Keep only the lines of the rows below that contain the word "trace", matching its capitalization exactly.
━━━━━━━━
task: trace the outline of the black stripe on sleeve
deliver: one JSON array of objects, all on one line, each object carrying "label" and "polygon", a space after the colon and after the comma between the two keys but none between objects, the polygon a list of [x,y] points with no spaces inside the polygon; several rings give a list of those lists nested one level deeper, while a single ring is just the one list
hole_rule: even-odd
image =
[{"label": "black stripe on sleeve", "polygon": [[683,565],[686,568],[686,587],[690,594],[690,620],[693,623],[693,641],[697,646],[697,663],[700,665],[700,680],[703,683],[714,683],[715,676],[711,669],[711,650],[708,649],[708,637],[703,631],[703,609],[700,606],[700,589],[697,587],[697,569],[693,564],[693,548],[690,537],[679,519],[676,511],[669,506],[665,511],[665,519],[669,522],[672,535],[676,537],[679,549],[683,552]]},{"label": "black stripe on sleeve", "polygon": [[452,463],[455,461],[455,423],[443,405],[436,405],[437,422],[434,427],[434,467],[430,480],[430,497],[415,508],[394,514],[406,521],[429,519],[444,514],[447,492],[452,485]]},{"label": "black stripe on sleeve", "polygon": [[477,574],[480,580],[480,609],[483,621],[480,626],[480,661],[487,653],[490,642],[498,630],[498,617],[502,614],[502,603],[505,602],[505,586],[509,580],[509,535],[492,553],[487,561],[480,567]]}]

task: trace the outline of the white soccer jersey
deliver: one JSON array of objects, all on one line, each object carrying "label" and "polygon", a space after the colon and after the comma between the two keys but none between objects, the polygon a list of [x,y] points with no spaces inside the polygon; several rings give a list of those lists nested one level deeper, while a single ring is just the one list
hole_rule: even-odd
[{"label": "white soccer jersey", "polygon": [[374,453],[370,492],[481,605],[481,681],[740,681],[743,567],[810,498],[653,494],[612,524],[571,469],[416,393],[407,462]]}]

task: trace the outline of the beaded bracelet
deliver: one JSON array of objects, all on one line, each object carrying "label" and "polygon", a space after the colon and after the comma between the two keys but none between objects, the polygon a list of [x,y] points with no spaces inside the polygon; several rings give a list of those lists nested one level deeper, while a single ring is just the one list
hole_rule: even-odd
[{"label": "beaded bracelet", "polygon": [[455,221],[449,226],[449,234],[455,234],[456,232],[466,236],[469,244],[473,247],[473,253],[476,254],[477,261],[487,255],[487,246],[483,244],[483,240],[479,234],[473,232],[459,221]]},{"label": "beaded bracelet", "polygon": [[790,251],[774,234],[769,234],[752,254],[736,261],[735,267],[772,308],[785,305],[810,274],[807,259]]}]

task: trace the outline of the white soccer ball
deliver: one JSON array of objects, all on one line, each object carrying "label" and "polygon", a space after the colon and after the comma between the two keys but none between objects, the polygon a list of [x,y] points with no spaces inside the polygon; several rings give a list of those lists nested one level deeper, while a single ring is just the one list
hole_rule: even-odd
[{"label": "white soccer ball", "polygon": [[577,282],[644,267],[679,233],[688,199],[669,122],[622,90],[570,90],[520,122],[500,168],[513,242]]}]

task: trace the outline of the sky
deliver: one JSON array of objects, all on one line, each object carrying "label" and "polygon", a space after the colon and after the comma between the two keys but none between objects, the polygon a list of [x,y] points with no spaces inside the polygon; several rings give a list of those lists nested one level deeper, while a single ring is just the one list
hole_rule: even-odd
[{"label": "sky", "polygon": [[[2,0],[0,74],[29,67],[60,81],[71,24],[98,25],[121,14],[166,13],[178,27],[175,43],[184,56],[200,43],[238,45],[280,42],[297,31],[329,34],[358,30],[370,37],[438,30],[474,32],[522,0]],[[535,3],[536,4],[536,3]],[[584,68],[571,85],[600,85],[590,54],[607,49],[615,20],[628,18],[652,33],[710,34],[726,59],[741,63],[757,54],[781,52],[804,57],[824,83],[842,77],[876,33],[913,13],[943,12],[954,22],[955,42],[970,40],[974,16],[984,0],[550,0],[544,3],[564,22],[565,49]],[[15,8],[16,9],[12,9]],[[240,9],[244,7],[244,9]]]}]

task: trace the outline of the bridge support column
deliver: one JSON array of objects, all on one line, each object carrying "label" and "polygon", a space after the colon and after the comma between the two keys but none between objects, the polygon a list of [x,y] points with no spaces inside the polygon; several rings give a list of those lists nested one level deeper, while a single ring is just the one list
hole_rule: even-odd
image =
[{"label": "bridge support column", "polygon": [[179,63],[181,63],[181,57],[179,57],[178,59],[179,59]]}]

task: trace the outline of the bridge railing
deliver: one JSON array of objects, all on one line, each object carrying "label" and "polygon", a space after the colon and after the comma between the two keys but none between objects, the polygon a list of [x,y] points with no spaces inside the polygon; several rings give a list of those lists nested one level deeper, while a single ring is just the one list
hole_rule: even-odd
━━━━━━━━
● Expected answer
task: trace the outline of the black stripe on sleeve
task: trace the outline of the white soccer jersey
task: trace the outline of the beaded bracelet
task: trace the outline of the white soccer ball
task: trace the outline of the sky
task: trace the outline of the bridge support column
task: trace the outline of the bridge railing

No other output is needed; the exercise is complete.